Page extract:
+++

In a recent Facebook post, Minister of Energy, Science, Technology, Environment and Climate Change Yeo Bee Yin also denied that the legal action was due to her husband being defamed and accused as being linked to the latest Pasir Gudang pollution episode. — Picture by Zuraneeza Zulkifli
JOHOR BARU, July 3 — Minister of Energy, Science, Technology, Environment and Climate Change Yeo Bee Yin said today that she is suing those who allegedly slandered Putrajaya over the second Pasir Gudang pollution incident, solely to protect her husband.
In a recent Facebook post, she also denied that the legal action was due to her husband being defamed and accused as being linked to the latest Pasir Gudang pollution episode.
“I will sue those who slander the government in saying that they were slow in identifying the cause [of the Pasir Gudang pollution] solely to protect my husband and not because my husband was defamed,” Yeo wrote.
Her latest posting was believed to be in response to an earlier Malay Mail report quoting Johor Umno liaison committee chairman Datuk Hasni Mohammad’s claim that Yeo failed to separate her public duty as minister from her private role as a wife.
“Hundreds of government officials are reading the air quality day and night, how can the reading be duplicated or halted by a minister’s instructions?
“Many enforcement teams have been deployed to check the factories in Pasir Gudang, how can they be controlled by ministers to not take action?” she asked in her post, that also was to clear the air on her earlier posting.
The Bakri MP also added that such accusations were an insult to the government officials who had worked hard since the start of the incident.
“I did not expect that there was a political agenda to attack me in denying the efforts of those who worked hard in Pasir Gudang,” said Yeo.
Yesterday, a post accusing the federal government of being slow to act on the Pasir Gudang pollution went viral, with anti-Pakatan Harapan (PH) groups attributing it to nepotism as Yeo’s husband supposedly owns three chemical plants in the district.
Photos of Yeo and her husband who is heir to the IOI palm oil and properties conglomerate, Lee Yeow Seng, were spread on several social media sites, including the purported Facebook pages of Johor Umno and a known anti-PH group accompanying those allegations.
However, the three IOI subsidiaries listed by the detractors — IOI Pan Century Oleochemical Sdn Bhd, IOI Lipid Enzymtec Sdn Bhd, IOI Pan Century Edible Oil Sdn Bhd — that are all situated in Pasir Gudang deal with palm oil rather than chemicals.

+++

Referring expression data
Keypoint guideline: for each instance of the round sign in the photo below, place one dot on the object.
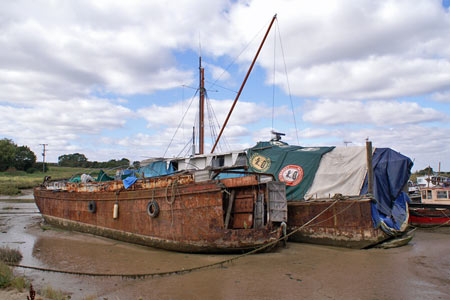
(291, 175)
(260, 163)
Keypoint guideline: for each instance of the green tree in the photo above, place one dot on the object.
(7, 154)
(72, 160)
(24, 158)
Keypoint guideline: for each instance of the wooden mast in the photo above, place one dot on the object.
(201, 136)
(243, 84)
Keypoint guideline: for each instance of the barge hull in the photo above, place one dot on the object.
(347, 224)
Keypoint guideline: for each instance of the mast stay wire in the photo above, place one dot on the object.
(273, 77)
(181, 122)
(227, 145)
(240, 53)
(287, 81)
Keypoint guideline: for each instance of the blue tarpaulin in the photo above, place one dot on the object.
(391, 173)
(156, 168)
(129, 181)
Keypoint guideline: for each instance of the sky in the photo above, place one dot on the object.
(117, 79)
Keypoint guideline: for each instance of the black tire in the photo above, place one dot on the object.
(153, 209)
(92, 207)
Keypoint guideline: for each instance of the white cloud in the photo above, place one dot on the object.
(380, 113)
(441, 96)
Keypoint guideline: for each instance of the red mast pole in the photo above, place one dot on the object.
(202, 109)
(243, 84)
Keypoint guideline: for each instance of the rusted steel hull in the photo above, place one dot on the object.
(190, 218)
(428, 215)
(347, 223)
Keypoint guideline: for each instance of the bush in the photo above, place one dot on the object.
(38, 166)
(6, 276)
(32, 170)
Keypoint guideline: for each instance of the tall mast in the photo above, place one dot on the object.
(243, 84)
(201, 127)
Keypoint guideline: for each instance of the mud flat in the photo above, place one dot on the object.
(420, 270)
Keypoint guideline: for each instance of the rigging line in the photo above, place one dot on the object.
(287, 80)
(220, 87)
(242, 51)
(179, 125)
(226, 144)
(211, 122)
(191, 87)
(273, 83)
(187, 144)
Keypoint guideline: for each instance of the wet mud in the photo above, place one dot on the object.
(420, 270)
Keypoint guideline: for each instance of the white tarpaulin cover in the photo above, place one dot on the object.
(341, 171)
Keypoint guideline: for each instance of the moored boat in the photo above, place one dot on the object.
(185, 212)
(190, 204)
(433, 208)
(332, 199)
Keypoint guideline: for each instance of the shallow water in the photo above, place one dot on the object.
(420, 270)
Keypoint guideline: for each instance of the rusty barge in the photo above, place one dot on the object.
(193, 207)
(339, 196)
(172, 212)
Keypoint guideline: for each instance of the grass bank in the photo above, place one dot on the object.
(13, 181)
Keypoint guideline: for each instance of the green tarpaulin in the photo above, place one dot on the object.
(294, 165)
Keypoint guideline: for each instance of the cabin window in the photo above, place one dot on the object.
(442, 194)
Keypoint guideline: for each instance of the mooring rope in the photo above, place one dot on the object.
(182, 271)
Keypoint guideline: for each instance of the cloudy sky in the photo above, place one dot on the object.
(115, 79)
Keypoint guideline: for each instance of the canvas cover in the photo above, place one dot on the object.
(294, 165)
(341, 171)
(327, 171)
(391, 173)
(156, 168)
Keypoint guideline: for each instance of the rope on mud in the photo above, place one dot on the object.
(433, 227)
(182, 271)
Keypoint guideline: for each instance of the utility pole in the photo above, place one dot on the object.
(43, 157)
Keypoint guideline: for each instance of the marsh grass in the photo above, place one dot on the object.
(12, 181)
(53, 294)
(6, 276)
(9, 255)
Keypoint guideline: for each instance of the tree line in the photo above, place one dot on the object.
(23, 159)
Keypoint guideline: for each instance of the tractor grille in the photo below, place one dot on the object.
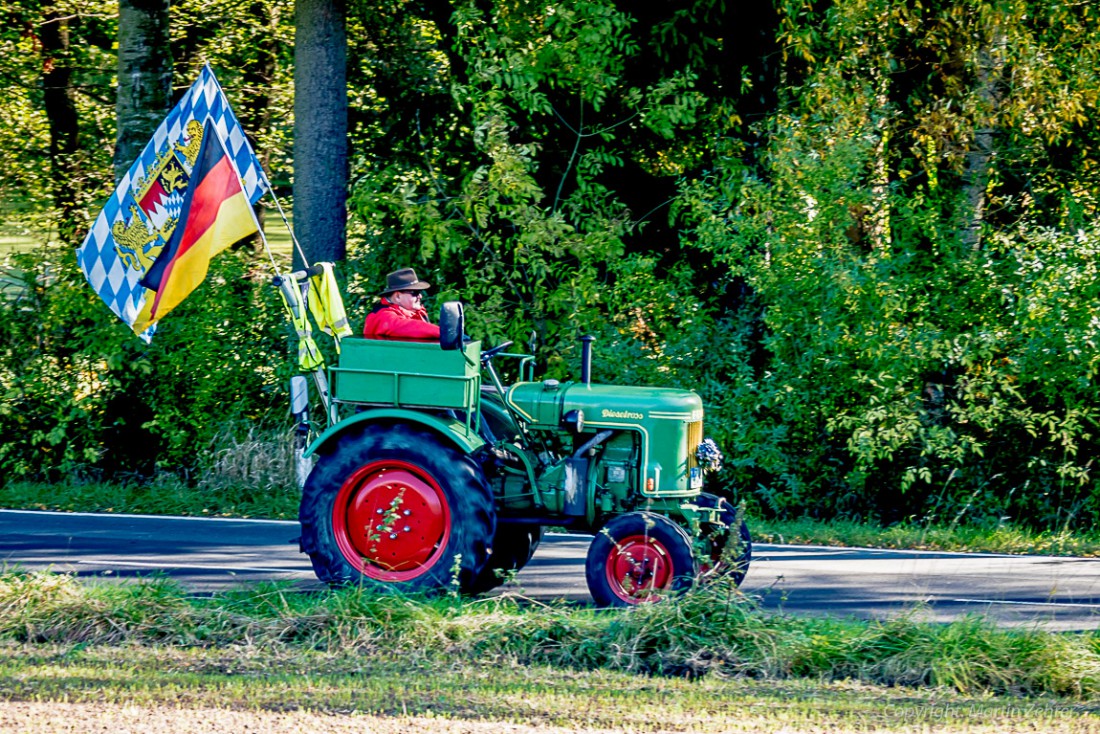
(694, 438)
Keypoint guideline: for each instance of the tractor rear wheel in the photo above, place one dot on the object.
(513, 546)
(637, 556)
(394, 506)
(729, 544)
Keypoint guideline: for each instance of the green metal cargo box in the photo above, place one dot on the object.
(407, 374)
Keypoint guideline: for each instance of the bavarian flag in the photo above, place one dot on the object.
(216, 214)
(145, 211)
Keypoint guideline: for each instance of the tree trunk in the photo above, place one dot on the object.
(979, 160)
(63, 119)
(144, 94)
(320, 129)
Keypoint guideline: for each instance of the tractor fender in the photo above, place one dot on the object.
(448, 428)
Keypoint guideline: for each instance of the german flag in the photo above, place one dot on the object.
(216, 214)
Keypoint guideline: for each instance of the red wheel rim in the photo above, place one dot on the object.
(391, 521)
(637, 566)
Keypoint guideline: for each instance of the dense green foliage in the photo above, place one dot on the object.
(862, 230)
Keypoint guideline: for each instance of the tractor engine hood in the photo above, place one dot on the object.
(604, 406)
(668, 423)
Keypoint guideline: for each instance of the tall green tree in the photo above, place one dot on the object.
(320, 137)
(144, 91)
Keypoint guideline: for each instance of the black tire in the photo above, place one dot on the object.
(394, 506)
(724, 557)
(635, 555)
(513, 546)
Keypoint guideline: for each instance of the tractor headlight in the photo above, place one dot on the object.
(708, 455)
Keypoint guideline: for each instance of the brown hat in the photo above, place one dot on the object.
(404, 280)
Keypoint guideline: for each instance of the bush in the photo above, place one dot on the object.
(84, 396)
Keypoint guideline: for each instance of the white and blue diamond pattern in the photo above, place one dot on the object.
(116, 283)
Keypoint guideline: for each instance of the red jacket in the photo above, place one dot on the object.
(392, 321)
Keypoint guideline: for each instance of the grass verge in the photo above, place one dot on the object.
(708, 661)
(711, 631)
(1003, 539)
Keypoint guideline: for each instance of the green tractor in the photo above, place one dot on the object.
(429, 479)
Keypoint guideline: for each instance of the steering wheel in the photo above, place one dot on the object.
(490, 353)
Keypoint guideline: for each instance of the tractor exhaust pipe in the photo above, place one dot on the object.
(586, 359)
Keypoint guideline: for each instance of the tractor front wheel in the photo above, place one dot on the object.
(394, 506)
(636, 557)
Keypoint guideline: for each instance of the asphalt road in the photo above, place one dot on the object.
(210, 555)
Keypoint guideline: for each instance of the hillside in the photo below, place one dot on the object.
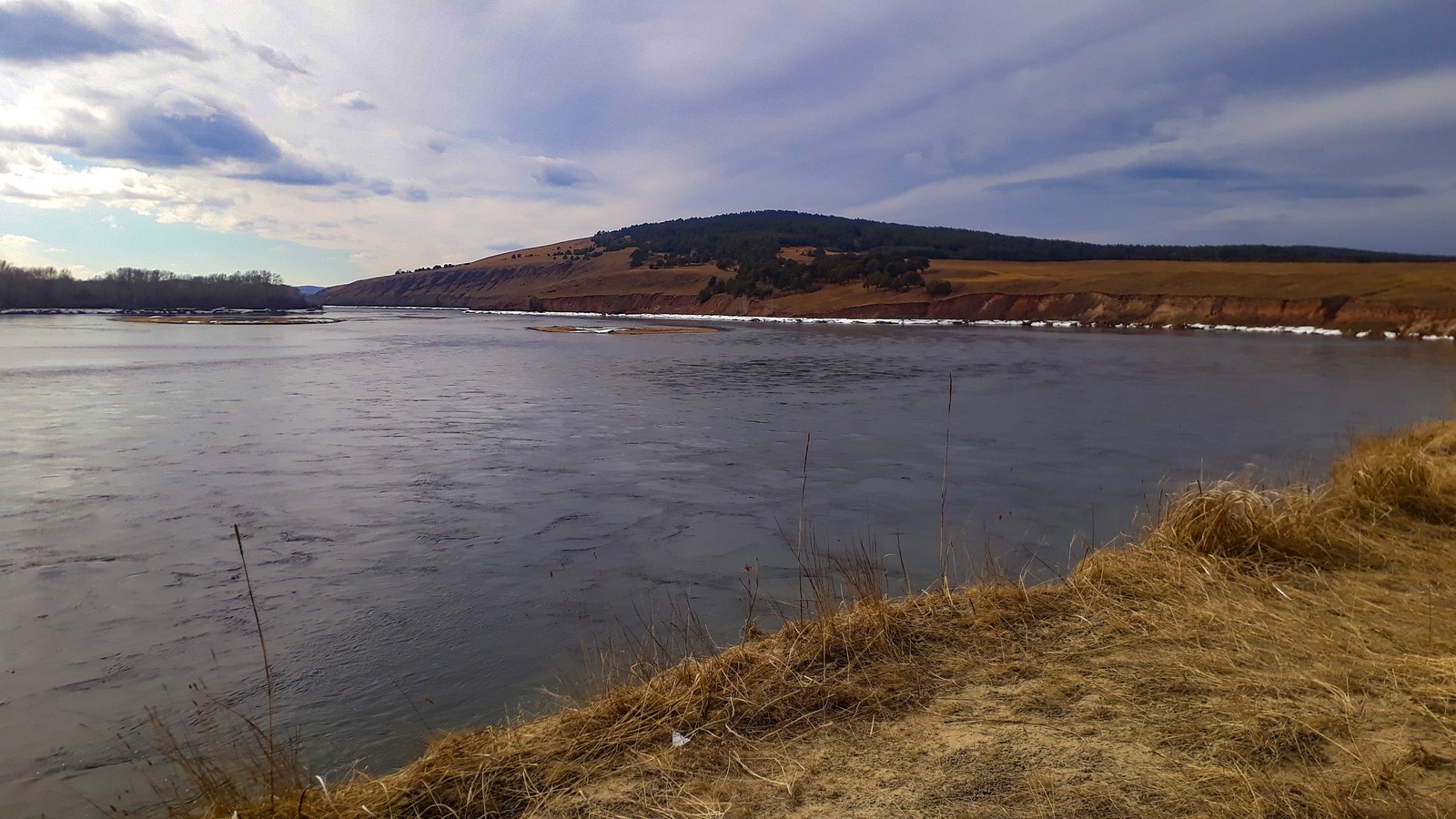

+++

Required action A: Please copy out the part of the Yeo Bee Yin article starting at "In a recent Facebook post, she" and ending at "a minister’s instructions?".
Required action B:
Answer these questions from the Yeo Bee Yin article:
(i) Which constituency does Yeo represent as MP?
(ii) What is the name of Yeo's husband?
(iii) What do the three IOI subsidiaries listed by the detractors deal with?

Final answer A:
In a recent Facebook post, she also denied that the legal action was due to her husband being defamed and accused as being linked to the latest Pasir Gudang pollution episode.
“I will sue those who slander the government in saying that they were slow in identifying the cause [of the Pasir Gudang pollution] solely to protect my husband and not because my husband was defamed,” Yeo wrote.
Her latest posting was believed to be in response to an earlier Malay Mail report quoting Johor Umno liaison committee chairman Datuk Hasni Mohammad’s claim that Yeo failed to separate her public duty as minister from her private role as a wife.
“Hundreds of government officials are reading the air quality day and night, how can the reading be duplicated or halted by a minister’s instructions?

Final answer B:
(i) Bakri
(ii) Lee Yeow Seng
(iii) Palm oil